### [Stated exercise]
Starting at the line that holds "In this exercise you will locate the high-visibility", copy every line exactly through the end of the data, and no others.

[Coordinate labeling data]
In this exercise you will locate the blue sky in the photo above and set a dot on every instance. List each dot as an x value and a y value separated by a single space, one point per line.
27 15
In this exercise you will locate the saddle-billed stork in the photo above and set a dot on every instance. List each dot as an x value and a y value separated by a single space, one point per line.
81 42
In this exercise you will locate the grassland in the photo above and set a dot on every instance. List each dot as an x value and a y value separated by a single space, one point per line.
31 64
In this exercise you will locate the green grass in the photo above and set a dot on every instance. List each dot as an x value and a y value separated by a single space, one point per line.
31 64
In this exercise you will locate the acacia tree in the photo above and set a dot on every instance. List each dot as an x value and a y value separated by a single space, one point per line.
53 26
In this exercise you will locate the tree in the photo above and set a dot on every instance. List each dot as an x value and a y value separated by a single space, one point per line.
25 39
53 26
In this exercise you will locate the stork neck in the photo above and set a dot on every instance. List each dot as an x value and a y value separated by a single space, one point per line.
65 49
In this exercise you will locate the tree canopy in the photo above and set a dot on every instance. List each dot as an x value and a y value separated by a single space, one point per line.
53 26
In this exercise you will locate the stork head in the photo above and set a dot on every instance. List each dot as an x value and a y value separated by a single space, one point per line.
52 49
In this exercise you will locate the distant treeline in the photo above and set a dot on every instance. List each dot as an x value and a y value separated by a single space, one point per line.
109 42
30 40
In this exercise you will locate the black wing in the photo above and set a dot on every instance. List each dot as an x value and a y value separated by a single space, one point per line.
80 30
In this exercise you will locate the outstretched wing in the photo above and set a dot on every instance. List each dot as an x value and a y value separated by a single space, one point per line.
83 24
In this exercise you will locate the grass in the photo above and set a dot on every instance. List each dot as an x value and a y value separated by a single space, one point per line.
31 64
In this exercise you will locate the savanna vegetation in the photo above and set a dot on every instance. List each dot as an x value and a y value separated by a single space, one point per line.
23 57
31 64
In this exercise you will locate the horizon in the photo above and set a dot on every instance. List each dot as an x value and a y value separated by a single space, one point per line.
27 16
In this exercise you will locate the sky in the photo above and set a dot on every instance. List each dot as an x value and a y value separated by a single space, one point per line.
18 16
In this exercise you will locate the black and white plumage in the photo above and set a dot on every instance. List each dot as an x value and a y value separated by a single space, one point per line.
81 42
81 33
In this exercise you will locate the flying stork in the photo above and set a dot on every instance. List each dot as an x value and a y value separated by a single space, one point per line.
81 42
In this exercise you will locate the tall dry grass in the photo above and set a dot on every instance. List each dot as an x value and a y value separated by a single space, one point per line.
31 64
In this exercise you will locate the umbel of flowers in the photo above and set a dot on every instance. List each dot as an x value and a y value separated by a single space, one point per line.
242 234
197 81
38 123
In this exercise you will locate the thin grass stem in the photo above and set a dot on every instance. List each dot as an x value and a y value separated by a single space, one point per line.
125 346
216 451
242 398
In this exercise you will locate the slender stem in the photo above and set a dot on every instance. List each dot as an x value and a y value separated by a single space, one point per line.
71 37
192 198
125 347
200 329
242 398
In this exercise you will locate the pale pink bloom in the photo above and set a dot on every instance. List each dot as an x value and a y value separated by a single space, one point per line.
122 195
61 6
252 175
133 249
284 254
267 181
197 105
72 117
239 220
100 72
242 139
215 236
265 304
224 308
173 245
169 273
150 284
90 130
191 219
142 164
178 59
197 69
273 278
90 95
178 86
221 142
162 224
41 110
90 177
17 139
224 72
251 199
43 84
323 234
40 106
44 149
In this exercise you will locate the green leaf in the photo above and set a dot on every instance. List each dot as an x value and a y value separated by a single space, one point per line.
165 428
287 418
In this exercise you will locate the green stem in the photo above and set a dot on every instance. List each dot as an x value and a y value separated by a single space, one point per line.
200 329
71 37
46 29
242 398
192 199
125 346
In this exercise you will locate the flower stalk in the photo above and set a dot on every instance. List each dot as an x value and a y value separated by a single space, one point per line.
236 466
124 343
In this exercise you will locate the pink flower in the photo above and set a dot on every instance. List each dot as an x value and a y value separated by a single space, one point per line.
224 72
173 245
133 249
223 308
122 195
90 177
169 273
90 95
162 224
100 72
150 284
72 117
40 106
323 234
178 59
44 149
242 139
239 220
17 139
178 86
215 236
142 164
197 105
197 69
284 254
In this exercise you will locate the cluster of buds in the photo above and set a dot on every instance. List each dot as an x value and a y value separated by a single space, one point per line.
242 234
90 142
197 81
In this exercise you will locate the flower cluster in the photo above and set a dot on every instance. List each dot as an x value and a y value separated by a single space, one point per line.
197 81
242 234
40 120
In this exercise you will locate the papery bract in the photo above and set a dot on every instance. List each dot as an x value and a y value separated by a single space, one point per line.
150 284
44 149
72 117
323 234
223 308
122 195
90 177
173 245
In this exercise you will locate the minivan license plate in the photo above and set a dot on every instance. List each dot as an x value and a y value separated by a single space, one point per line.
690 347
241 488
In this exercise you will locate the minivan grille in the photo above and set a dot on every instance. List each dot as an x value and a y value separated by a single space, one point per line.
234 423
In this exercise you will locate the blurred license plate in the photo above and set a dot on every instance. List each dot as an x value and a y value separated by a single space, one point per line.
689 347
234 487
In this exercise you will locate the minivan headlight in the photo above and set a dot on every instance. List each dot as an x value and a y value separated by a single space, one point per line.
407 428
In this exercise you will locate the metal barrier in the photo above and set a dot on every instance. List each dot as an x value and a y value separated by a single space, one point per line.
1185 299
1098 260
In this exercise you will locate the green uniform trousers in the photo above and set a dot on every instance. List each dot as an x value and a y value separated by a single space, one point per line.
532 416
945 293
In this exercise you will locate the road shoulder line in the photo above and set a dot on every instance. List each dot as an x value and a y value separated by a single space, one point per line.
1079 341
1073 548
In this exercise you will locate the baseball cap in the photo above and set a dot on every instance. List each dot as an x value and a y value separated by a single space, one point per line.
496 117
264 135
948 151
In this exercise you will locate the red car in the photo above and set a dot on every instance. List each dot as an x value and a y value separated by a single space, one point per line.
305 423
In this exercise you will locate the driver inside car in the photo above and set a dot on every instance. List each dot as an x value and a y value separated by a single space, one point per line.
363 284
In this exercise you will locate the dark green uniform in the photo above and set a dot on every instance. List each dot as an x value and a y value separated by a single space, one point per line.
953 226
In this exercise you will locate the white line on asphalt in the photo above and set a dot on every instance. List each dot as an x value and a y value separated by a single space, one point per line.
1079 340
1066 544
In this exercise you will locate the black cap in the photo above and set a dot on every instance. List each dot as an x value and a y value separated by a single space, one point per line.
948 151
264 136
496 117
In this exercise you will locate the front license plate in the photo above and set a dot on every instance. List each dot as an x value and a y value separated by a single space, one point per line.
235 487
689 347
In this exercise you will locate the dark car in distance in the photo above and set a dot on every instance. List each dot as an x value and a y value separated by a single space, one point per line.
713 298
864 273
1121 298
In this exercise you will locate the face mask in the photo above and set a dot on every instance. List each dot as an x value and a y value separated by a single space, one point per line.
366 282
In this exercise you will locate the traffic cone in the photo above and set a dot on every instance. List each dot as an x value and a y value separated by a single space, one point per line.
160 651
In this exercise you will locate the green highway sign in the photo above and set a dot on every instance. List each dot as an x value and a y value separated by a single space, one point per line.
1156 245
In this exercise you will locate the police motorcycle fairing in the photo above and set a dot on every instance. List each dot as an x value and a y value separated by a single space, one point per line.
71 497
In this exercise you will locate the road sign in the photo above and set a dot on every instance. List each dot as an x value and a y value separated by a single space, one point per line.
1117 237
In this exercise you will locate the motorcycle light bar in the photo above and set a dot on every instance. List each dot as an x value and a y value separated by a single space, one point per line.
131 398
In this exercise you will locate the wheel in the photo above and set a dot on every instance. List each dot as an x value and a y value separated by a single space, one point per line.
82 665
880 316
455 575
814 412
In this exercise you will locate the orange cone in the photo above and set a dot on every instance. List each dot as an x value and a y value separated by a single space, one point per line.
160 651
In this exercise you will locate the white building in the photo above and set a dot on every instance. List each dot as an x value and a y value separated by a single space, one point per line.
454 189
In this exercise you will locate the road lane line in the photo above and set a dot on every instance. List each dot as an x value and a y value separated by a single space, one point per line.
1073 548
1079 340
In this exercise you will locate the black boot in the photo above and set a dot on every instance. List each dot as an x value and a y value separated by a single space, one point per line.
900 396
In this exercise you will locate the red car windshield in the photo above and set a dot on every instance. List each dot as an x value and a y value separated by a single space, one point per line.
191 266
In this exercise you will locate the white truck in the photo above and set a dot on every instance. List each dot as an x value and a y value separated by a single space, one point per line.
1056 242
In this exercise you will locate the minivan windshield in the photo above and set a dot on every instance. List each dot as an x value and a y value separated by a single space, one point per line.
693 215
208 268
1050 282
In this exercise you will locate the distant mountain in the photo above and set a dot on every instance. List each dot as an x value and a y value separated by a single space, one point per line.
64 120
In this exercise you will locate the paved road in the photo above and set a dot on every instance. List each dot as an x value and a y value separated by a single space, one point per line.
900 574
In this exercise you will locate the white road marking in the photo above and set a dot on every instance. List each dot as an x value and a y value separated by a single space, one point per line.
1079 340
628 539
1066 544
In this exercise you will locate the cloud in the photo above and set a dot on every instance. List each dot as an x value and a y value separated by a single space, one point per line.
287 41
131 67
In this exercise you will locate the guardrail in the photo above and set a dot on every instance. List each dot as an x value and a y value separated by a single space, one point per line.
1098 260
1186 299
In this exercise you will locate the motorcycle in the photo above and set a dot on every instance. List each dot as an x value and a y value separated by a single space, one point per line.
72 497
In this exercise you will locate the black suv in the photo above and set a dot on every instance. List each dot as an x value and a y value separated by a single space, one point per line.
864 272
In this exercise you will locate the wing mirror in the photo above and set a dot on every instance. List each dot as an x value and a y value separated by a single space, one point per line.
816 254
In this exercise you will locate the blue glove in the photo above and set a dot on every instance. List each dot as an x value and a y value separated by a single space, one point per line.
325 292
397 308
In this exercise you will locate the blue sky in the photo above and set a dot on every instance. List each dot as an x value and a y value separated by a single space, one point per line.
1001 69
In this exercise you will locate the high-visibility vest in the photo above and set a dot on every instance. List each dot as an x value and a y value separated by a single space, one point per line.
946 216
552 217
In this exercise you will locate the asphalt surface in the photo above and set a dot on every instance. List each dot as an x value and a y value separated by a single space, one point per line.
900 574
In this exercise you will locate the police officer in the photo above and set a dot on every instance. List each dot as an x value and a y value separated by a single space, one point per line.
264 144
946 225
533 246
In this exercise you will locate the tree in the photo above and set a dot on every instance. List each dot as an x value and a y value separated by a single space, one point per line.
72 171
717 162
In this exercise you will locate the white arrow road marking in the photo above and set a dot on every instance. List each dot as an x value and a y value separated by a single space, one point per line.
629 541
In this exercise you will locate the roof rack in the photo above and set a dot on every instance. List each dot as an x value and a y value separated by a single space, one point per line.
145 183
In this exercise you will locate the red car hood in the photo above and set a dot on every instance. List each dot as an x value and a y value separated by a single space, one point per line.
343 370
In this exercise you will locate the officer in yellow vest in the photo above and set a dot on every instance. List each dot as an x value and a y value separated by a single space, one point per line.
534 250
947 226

### [Response to this task]
In this exercise you will locate the high-visibility vest in the photo above and set a dot on every instance. List each dot as an x value and a y value separated by a single space, one point per line.
946 216
552 217
In this exercise you will locate the asphalt surface in the photo above and set a dot on every instance. List each dot as an x value and a y value separated by a single space, one point per line.
900 574
In this exercise you will locate the police officer in the photo above and set a dot on every instance. List each dot as an x value and a y value separated by a single space, one point per line.
264 144
946 225
533 246
In this exercise you will locate the tree in the photo above and set a dot on every instance. List each dot as an x value and a y value separated by a single space, one point per line.
72 171
717 162
In this exercise you will locate the white arrow road marking in the photo above and set a dot on every instance. List each dot as an x value and a y value separated by a single space, one point per line.
629 541
In this exercise you will locate the roof rack in the photo above and set a dot on every instance. List each dot as an x value and a y value separated by a single space, one point per line.
145 183
In this exercise you will locate the red car hood in the photo above and set a dot on every instance. List each dot as an x value and a y value separated by a single space, one point per line.
343 370
In this exercise you will locate the officer in yellow vest in the photo above and set a dot on every instance. List each dot as an x value and a y value separated by a single space, one point per line.
534 250
947 226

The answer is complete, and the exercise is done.